**WRITTEN INSTRUCTION A:**
Answer these questions using the news report on the U.N. chief and the Gaza truce:
(i) How many hostages held by Hamas have been released since the pause began?
(ii) How many people live in Gaza, according to the report?
(iii) When did Guterres start his job as secretary-general?
**WRITTEN INSTRUCTION B:** Write the next few paragraphs of the news report on the U.N. chief's call for a longer truce in Gaza, picking up right after its last sentence.

**SELECTED TEXT:**
______

United Nations Secretary-General Antonio Guterres attends a United Nations Security Council meeting on the conflict between Israel and Hamas, in New York, Nov. 29, 2023.
United Nations Secretary-General Antonio Guterres attends a United Nations Security Council meeting on the conflict between Israel and Hamas, in New York, Nov. 29, 2023.

The U.N. secretary-general called Wednesday for Israel and Hamas to prolong a temporary truce, saying a “true humanitarian cease-fire” is needed in the eight-week-old war.

“The people of Gaza are in the midst of an epic humanitarian catastrophe before the eyes of the world,” Antonio Guterres told a ministerial-level meeting of the U.N. Security Council on the situation. “We must not look away.”

He welcomed the numerous aid trucks and fuel deliveries that have flowed into Gaza — both south and north — during the pause that began on Friday. Since then, 60 hostages held by Hamas and 180 Palestinian prisoners have also been released.

But Guterres said “much, much more” is needed to address the humanitarian needs of Gaza’s 2.2 million residents. He urged Israel to open more than just the single border crossing that is available now and called for the private sector to restart commercial activities.

Hamas killed some 1,200 people in Israel during its brutal October 7 terror attacks and continues to barrage Israeli towns with rocket fire.

The Hamas-run Gaza Health Ministry has put the Palestinian death toll from the war at more than 15,000, most of them women and children. Many more people are missing beneath collapsed buildings.

On Monday and Tuesday, local health officials said 160 bodies were recovered from the rubble.

Guterres, Malki lament Palestinian lives lost

“In a matter of weeks, a far greater number of children have been killed by Israeli military operations in Gaza than the total number of children killed during any year, by any party to a conflict since I have been secretary-general,” said Guterres, who began his tenure in January 2017.

______

**DATA LINES:**

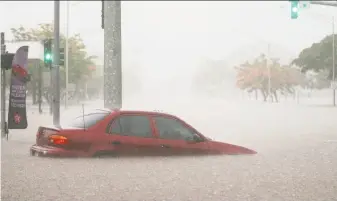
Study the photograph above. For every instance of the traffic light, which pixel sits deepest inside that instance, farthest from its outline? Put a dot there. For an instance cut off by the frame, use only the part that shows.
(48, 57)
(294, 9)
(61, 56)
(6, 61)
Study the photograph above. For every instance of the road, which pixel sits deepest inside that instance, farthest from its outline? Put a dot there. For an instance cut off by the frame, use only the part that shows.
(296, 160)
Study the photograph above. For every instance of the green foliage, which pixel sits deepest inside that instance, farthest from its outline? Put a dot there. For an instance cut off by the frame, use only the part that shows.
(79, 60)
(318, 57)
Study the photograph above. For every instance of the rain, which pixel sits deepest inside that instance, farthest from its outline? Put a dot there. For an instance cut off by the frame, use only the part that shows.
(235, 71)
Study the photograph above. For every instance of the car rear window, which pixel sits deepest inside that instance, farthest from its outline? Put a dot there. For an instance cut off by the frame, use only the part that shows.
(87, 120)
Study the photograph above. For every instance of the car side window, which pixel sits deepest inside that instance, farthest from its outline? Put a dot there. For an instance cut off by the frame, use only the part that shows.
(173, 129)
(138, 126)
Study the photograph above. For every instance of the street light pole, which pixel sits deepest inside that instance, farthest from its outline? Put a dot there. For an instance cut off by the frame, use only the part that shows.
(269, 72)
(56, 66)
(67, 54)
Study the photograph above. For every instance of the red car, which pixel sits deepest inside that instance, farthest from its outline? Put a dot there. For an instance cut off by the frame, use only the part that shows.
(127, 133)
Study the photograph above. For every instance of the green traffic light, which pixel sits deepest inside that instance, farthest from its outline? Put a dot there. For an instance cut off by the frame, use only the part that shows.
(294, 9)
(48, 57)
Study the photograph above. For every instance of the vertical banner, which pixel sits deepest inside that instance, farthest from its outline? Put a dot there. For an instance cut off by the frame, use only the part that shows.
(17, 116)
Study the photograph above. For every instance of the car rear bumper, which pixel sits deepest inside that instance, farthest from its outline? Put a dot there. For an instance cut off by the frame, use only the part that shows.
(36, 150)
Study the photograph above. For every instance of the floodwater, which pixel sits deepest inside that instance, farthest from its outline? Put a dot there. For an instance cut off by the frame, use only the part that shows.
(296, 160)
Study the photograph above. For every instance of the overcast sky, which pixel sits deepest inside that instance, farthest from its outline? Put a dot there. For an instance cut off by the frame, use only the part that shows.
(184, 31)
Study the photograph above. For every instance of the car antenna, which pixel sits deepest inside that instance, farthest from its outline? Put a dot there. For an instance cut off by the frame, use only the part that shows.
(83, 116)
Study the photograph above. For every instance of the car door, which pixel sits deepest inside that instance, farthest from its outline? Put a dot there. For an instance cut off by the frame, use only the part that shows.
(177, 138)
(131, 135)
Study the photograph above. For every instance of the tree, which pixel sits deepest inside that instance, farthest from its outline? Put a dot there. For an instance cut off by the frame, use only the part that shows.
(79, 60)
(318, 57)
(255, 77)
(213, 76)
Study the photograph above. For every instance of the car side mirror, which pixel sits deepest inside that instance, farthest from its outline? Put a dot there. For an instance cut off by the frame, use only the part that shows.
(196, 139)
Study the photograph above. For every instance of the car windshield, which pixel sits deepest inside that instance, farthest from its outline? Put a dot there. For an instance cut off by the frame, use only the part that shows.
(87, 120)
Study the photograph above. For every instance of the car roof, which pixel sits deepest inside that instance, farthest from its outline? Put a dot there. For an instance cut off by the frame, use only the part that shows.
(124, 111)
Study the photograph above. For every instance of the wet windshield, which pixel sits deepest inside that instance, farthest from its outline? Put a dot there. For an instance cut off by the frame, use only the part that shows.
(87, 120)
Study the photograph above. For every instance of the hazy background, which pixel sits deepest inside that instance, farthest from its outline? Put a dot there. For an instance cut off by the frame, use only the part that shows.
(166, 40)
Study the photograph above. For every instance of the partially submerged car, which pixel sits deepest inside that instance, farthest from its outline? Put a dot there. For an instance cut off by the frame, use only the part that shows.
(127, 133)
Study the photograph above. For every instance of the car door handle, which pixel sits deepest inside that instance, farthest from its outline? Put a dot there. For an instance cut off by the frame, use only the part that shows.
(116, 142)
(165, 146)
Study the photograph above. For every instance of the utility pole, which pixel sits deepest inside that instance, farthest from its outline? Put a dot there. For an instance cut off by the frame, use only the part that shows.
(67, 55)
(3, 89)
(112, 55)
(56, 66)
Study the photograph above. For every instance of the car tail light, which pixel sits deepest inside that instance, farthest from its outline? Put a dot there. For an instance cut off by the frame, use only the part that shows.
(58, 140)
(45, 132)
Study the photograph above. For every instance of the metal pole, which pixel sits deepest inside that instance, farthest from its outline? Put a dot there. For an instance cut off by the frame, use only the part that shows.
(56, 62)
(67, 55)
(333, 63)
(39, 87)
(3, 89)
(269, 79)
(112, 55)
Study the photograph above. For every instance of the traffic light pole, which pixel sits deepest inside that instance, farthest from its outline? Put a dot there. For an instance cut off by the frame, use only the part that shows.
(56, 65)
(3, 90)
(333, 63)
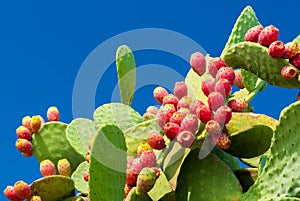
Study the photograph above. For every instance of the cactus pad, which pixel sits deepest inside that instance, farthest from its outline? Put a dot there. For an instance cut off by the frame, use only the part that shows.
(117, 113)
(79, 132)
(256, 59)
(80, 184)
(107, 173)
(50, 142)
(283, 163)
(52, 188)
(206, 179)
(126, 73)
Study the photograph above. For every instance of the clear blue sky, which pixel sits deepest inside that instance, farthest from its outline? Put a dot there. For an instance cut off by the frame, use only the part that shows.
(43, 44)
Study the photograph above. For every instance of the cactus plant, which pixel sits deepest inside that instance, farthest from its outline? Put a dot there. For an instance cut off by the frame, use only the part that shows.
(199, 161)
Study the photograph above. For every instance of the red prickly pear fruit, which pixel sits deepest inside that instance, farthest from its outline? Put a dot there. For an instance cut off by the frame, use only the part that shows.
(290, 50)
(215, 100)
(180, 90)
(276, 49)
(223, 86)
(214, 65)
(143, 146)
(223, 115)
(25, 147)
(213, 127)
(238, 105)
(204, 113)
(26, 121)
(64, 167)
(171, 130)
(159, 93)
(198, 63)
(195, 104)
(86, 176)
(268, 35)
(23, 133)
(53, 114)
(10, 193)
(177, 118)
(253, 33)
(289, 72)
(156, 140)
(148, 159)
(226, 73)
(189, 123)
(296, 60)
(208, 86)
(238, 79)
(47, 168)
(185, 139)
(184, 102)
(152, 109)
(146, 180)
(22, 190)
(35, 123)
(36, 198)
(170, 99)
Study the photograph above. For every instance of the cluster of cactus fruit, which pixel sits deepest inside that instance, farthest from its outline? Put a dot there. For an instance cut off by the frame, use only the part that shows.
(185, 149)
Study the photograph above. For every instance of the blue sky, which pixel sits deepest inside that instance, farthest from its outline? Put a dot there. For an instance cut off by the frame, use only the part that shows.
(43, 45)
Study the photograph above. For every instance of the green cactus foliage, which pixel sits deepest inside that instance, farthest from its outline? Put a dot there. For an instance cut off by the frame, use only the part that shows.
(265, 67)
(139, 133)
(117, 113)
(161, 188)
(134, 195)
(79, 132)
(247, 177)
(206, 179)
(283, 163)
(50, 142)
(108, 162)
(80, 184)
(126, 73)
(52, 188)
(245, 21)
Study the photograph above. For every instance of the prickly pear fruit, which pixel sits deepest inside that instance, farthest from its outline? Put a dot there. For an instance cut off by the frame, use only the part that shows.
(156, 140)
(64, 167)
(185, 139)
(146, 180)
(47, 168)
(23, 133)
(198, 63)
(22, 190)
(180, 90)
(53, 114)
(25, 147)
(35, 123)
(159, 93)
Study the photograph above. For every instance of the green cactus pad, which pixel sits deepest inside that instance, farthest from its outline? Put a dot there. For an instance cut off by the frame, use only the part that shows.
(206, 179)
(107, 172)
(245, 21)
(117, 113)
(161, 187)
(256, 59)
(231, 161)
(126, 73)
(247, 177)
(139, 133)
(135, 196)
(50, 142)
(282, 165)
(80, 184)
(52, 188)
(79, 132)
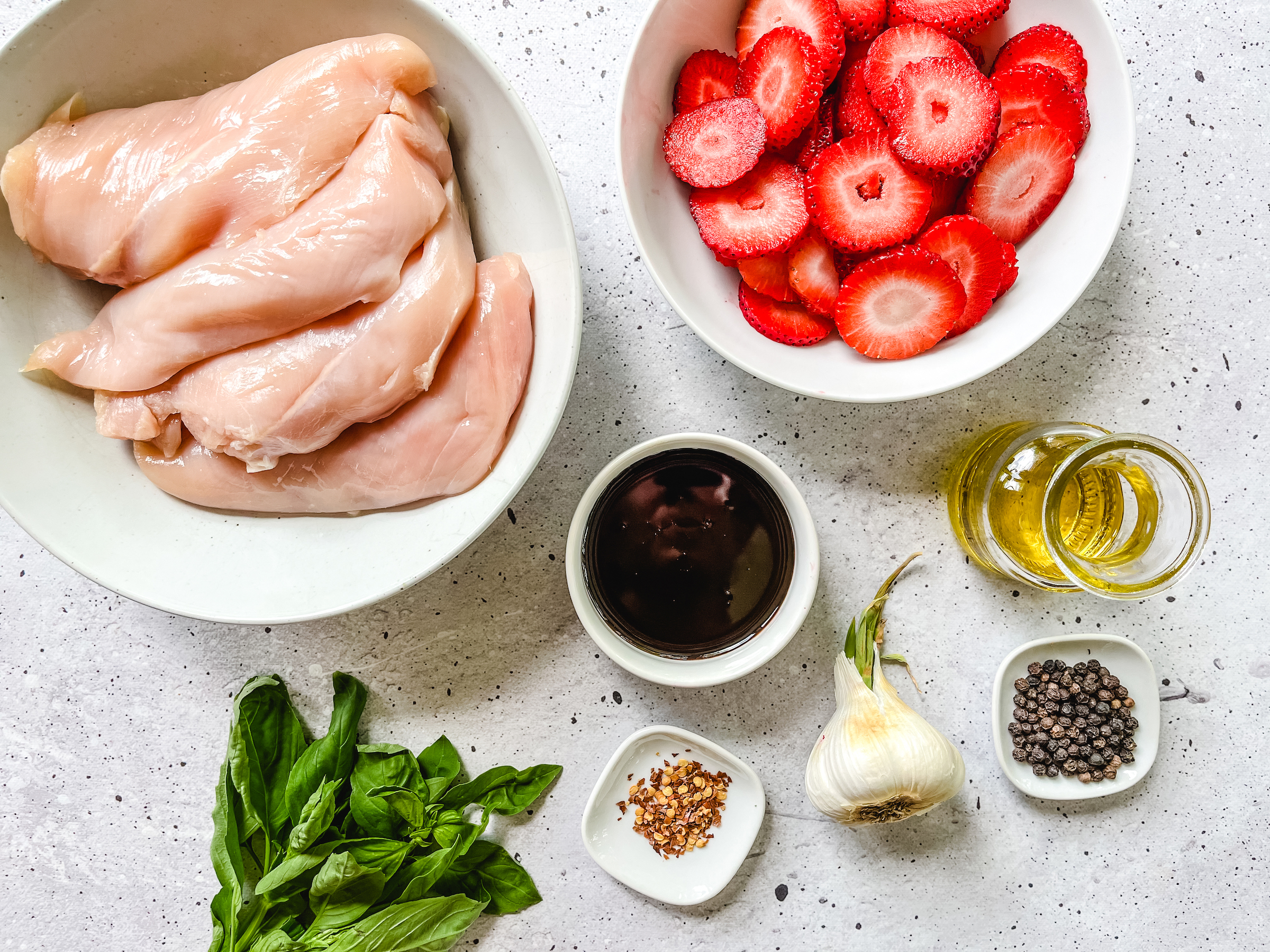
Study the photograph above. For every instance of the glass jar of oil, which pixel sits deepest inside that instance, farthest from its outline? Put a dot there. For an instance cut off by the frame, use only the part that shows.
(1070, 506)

______

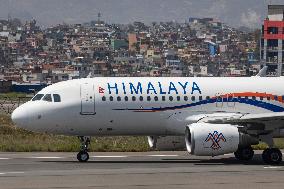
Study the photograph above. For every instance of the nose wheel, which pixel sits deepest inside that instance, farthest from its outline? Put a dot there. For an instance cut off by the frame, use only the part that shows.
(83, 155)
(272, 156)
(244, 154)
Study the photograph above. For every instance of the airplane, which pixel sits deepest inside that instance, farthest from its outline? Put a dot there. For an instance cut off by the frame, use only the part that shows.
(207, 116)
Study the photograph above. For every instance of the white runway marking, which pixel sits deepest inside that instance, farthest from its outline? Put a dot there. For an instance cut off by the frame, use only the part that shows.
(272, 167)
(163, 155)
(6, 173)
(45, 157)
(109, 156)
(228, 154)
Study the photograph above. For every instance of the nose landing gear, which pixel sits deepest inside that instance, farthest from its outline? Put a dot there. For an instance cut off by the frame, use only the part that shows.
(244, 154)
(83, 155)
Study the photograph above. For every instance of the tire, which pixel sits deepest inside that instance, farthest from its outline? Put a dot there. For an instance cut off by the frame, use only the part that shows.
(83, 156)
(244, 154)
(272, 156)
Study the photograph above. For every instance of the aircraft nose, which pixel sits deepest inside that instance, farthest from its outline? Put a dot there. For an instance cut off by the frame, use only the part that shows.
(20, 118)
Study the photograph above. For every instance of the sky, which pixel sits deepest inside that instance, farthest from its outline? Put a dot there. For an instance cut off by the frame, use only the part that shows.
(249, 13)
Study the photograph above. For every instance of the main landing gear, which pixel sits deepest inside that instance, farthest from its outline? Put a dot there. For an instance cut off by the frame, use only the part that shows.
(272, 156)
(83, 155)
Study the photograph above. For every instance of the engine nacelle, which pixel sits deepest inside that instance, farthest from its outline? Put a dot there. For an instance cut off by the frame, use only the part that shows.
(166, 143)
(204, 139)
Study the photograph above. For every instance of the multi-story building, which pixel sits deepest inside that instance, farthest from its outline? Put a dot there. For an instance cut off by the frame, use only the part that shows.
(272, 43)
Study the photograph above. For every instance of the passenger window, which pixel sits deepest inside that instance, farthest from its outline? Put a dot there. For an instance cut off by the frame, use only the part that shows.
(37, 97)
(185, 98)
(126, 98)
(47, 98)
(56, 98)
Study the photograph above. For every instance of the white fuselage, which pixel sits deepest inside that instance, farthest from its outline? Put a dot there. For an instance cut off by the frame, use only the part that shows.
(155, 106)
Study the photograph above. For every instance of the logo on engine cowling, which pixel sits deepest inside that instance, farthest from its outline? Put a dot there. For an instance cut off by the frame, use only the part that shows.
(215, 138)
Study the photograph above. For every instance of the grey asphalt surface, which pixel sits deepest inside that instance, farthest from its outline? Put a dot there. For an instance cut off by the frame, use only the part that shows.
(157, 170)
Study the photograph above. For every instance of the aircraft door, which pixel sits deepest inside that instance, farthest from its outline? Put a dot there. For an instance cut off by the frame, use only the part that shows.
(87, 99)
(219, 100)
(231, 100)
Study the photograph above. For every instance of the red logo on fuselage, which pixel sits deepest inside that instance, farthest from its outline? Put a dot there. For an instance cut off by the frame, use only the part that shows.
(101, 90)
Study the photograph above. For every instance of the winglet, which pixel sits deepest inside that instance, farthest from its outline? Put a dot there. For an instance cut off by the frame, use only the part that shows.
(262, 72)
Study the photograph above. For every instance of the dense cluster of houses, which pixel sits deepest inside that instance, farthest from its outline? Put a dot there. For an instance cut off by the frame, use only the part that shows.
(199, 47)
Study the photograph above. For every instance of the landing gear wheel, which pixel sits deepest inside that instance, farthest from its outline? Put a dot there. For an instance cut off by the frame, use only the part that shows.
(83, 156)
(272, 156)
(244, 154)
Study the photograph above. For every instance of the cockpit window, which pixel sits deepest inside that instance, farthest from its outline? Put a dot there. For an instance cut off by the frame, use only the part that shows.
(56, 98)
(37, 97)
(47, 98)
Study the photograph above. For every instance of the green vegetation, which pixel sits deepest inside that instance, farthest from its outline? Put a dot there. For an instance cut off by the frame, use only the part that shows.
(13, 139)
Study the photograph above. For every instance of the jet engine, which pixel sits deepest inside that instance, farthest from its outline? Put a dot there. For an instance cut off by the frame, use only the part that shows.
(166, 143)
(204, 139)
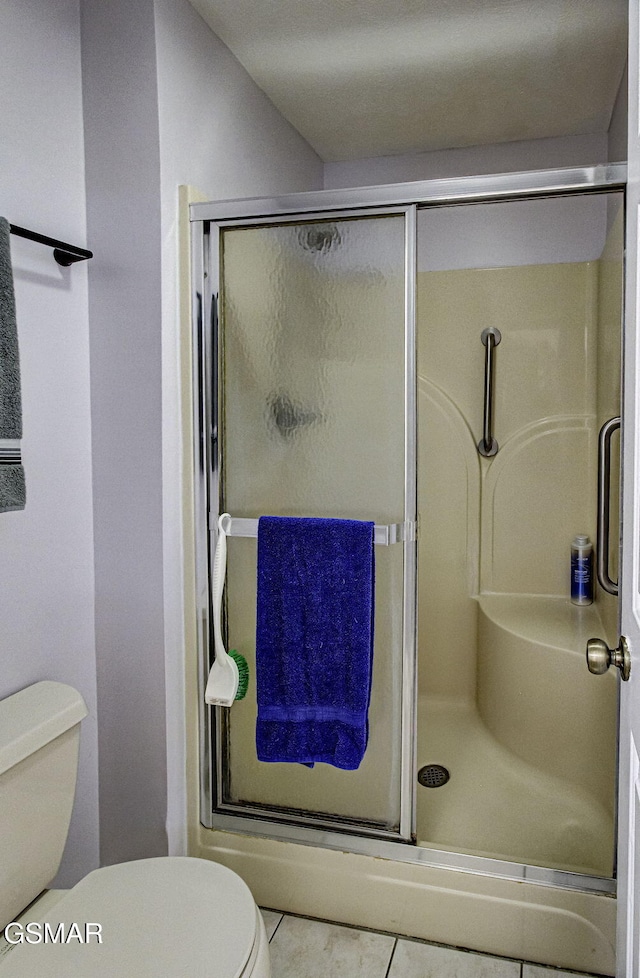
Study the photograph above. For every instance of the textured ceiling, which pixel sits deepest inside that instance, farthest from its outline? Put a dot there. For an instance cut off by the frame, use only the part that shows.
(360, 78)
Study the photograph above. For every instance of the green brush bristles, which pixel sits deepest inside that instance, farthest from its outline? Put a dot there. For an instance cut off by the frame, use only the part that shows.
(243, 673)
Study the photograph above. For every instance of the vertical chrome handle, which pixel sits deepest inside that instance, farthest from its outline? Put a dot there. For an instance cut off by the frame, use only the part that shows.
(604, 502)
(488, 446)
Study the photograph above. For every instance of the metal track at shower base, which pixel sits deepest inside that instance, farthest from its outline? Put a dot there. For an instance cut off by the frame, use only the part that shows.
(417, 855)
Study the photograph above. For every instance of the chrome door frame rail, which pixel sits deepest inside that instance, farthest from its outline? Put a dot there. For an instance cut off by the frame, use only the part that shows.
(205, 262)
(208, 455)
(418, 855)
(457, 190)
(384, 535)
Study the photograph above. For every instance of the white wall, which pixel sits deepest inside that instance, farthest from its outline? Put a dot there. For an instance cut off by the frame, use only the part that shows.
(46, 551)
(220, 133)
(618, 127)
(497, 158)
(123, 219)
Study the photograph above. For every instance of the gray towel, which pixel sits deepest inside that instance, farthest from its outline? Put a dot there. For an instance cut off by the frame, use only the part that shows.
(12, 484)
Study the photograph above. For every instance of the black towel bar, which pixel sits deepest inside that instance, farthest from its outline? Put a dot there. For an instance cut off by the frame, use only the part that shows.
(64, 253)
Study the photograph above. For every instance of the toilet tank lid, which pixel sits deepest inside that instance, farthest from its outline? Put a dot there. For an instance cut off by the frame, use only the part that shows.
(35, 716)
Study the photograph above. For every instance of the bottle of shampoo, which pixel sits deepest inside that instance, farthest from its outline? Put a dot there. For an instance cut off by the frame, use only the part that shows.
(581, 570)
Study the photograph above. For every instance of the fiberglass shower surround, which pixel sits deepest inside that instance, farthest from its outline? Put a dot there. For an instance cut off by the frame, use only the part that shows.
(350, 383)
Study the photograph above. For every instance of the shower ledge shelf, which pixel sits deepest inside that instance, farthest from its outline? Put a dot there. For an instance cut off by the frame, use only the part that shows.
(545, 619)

______

**EXERCISE OUTPUT A:**
(i) 60
(ii) 2.2 million
(iii) January 2017

**EXERCISE OUTPUT B:**
Wednesday marked the U.N.’s International Day of Solidarity with the Palestinian People. Palestinian Foreign Minister Riad Malki charged that 75 years after what Palestinians call the “Nakba,” or catastrophe — the mass displacement and dispossession of Palestinians during the 1948 Arab-Israeli War — Israel is trying to “finish the job.”

“So many lives turned to names on plastic bags, leaving this Earth way too early,” Malki said of the thousands of Palestinians who have been killed since October 7.

He welcomed the temporary truce negotiated by Qatar, Egypt and the United States but said it must be turned into a permanent cease-fire.

“The massacres cannot be allowed to resume. This is not a war. It is a carnage that nothing and no one can justify. It must be brought to an end,” Malki told a chamber packed with diplomats and many Arab and Muslim foreign ministers.

Malki vowed that despite the destruction leveled on Gaza, the territory would not be erased and its residents would not be uprooted.

“There is no Palestine without Gaza,” Malki said. “Gaza bleeds. Gaza suffers. Gaza aches. But Gaza lives. And Palestine lives.”

Israel wants end to Hamas threat

Israel’s envoy reiterated the need to end the threat from Hamas, which has been designated a terror group by Israel, the United States, the European Union and others.

“Every call for a cease-fire means Hamas gets to live to see another day, terrorizing Israelis and impoverishing Gazans,” said Israeli Ambassador Gilad Erdan.

He said Hamas has threatened to repeat its terror attack of October 7 until Israel is no more, and asked how other countries would handle the same situation.

“How would you respond and defend your citizens from such a clear threat? With a cease-fire?” he asked, telling the Security Council it should focus on its mandate, which is security.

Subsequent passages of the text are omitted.